- _Work to complete_:
Only the first line of the listing and the lines after it, up to and including the one containing "3L341 0L340 95L345", should be retyped exactly.

- _Provided information_:

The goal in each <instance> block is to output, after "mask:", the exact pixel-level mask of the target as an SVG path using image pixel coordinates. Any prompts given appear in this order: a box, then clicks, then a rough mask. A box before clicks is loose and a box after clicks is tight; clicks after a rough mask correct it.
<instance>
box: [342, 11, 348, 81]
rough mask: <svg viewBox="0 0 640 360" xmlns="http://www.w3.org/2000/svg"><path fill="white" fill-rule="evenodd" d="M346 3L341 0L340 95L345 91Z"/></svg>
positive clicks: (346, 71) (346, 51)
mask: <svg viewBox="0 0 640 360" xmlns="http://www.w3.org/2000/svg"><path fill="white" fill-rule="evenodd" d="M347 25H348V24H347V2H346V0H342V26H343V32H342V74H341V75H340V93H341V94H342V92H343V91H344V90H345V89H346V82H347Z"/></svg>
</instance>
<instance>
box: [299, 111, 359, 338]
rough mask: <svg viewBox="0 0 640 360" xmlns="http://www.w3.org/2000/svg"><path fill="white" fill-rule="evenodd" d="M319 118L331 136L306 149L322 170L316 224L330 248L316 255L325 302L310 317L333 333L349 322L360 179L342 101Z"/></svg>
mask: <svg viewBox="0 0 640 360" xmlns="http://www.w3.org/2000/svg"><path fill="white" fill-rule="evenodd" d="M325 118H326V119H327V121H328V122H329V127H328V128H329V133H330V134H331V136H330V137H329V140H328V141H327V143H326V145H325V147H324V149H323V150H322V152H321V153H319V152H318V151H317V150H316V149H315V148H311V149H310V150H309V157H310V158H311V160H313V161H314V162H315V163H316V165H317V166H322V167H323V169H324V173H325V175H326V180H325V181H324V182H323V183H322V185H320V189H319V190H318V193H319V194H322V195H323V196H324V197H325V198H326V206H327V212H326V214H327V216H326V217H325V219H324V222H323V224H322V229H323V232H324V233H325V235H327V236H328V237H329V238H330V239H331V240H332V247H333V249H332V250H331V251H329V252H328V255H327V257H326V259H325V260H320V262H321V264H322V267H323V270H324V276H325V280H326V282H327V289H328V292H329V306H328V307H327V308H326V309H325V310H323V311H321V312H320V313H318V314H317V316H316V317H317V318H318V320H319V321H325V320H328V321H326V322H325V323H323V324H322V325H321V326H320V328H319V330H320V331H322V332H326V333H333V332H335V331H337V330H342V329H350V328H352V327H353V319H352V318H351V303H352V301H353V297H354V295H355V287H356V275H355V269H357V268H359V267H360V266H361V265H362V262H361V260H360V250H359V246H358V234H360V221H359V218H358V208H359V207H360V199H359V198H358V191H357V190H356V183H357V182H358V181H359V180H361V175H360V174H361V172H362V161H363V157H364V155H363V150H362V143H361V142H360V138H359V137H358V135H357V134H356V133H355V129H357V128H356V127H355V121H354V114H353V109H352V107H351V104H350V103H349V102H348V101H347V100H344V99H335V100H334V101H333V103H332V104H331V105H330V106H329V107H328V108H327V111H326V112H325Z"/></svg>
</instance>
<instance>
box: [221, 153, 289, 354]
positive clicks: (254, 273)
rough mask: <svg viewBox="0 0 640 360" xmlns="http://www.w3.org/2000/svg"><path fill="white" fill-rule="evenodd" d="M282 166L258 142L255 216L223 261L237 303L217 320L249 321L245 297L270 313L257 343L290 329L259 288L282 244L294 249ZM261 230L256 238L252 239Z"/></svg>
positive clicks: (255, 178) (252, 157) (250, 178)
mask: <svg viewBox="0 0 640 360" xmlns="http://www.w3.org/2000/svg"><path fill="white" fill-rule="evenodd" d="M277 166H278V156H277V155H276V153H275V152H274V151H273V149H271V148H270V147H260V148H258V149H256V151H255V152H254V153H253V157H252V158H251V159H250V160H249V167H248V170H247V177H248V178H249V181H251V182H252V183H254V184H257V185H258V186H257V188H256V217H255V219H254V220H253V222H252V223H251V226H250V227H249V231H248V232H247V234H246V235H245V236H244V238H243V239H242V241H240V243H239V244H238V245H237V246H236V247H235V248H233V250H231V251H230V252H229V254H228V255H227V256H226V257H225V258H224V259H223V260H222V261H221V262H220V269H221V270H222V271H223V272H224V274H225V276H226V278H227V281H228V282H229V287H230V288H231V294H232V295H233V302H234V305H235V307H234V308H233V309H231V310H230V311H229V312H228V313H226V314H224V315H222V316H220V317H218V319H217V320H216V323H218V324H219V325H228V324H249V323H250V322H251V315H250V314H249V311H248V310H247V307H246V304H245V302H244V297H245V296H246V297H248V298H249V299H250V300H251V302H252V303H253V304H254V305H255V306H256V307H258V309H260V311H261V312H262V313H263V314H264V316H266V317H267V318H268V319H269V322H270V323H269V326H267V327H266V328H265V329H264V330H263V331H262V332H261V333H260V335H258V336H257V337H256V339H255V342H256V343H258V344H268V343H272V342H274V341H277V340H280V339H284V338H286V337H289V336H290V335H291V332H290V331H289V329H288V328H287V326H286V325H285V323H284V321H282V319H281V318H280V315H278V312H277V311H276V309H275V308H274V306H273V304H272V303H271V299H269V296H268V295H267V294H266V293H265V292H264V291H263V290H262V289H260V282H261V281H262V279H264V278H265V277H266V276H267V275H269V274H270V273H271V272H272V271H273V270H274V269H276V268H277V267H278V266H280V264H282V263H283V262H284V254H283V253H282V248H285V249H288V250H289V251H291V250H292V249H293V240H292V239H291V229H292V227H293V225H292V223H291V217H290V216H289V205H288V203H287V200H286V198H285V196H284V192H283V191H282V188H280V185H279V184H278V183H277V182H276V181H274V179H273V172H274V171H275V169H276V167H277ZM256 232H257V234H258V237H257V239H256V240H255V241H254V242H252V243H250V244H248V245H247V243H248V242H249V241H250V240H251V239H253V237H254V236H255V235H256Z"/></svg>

- _Finished exercise_:
The goal in each <instance> block is to output, after "mask:", the exact pixel-level mask of the target as an SVG path using image pixel coordinates. Any prompts given appear in this order: a box, then clicks, then a rough mask. A box before clicks is loose and a box after clicks is tight; clicks after a rough mask correct it.
<instance>
box: [342, 11, 348, 81]
rough mask: <svg viewBox="0 0 640 360" xmlns="http://www.w3.org/2000/svg"><path fill="white" fill-rule="evenodd" d="M346 3L341 0L340 95L345 91Z"/></svg>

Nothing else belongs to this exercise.